▶ **Task brief**
Examine the entries and show every line in which the word "ceiling" is found.
BEGIN
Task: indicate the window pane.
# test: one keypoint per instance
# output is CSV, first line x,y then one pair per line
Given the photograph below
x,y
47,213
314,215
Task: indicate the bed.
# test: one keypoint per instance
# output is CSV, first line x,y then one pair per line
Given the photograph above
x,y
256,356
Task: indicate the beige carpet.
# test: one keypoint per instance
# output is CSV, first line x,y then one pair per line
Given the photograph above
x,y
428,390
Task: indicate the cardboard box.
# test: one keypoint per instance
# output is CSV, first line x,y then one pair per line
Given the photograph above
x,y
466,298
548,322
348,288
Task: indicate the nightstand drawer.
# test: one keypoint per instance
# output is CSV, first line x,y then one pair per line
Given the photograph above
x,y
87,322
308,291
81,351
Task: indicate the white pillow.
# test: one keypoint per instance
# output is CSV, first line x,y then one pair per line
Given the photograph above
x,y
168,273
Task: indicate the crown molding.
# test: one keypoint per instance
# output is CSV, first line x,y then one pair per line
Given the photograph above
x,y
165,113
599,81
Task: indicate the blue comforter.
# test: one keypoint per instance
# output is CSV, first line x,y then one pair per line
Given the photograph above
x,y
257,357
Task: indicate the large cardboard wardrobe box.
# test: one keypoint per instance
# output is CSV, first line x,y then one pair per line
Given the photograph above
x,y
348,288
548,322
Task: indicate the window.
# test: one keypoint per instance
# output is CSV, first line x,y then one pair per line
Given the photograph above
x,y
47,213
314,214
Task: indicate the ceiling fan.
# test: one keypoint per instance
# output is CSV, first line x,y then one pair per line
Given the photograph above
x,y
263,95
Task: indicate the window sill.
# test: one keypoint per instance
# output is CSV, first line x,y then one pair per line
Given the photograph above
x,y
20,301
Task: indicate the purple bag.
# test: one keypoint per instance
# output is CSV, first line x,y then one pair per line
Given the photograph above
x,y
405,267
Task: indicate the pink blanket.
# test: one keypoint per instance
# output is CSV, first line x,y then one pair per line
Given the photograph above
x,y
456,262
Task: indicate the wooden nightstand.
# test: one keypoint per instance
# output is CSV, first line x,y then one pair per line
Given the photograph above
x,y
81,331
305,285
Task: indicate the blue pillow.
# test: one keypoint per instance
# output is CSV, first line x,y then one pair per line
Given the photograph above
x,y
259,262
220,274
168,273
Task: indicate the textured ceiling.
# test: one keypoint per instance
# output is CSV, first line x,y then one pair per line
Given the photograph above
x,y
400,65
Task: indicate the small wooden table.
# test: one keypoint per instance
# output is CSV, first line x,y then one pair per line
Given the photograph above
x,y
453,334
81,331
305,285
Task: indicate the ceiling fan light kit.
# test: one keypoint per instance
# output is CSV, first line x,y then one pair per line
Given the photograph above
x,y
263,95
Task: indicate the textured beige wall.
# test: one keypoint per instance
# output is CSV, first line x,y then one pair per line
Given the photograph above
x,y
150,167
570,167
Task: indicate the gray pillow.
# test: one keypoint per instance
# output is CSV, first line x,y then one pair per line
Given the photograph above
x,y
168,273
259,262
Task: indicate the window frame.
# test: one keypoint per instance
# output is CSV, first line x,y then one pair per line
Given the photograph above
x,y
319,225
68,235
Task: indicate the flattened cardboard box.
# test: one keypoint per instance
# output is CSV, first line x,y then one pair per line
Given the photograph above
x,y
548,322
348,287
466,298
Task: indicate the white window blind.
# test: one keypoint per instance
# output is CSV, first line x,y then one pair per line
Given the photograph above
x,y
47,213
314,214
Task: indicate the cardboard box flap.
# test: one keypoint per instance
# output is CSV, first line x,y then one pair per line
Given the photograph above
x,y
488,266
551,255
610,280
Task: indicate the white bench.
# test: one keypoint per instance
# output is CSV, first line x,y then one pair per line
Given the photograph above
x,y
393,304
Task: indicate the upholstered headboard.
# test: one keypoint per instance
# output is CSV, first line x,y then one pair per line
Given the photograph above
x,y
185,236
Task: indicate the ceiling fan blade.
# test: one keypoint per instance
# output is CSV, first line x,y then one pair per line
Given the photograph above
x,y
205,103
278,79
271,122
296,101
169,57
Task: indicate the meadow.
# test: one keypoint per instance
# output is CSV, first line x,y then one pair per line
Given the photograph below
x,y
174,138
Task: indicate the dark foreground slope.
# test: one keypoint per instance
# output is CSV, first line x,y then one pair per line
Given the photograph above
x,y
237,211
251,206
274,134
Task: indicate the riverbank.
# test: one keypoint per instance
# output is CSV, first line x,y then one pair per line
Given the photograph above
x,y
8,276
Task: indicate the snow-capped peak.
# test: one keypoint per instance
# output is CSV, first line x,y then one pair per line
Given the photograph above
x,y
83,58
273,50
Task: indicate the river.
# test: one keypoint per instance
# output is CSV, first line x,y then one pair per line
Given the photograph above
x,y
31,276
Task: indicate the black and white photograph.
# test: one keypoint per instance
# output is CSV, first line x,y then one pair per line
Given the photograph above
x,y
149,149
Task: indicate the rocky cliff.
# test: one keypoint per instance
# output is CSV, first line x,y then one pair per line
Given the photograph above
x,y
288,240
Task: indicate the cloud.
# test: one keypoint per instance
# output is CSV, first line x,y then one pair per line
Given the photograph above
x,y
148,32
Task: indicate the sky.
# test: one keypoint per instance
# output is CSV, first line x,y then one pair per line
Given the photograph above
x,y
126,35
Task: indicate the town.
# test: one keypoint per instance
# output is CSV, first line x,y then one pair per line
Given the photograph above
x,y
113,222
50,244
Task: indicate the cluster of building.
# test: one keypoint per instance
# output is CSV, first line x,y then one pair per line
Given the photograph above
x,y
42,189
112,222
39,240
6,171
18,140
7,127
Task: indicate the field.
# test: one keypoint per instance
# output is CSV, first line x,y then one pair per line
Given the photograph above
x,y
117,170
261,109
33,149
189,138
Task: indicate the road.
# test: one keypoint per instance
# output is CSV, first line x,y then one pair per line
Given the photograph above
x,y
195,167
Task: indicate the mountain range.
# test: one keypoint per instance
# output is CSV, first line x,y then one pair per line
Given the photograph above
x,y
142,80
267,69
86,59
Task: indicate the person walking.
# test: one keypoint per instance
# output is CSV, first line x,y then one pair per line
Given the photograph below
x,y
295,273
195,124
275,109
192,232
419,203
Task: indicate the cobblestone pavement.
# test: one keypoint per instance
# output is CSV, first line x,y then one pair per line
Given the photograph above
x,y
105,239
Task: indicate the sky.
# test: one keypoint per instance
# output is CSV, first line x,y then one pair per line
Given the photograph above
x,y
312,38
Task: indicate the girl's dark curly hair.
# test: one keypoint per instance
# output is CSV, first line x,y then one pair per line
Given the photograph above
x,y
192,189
END
▶ **Response to this exercise**
Task: indicate the ceiling fan.
Task: indicate the textured ceiling.
Task: indicate the ceiling fan light kit.
Task: indicate the ceiling fan blade.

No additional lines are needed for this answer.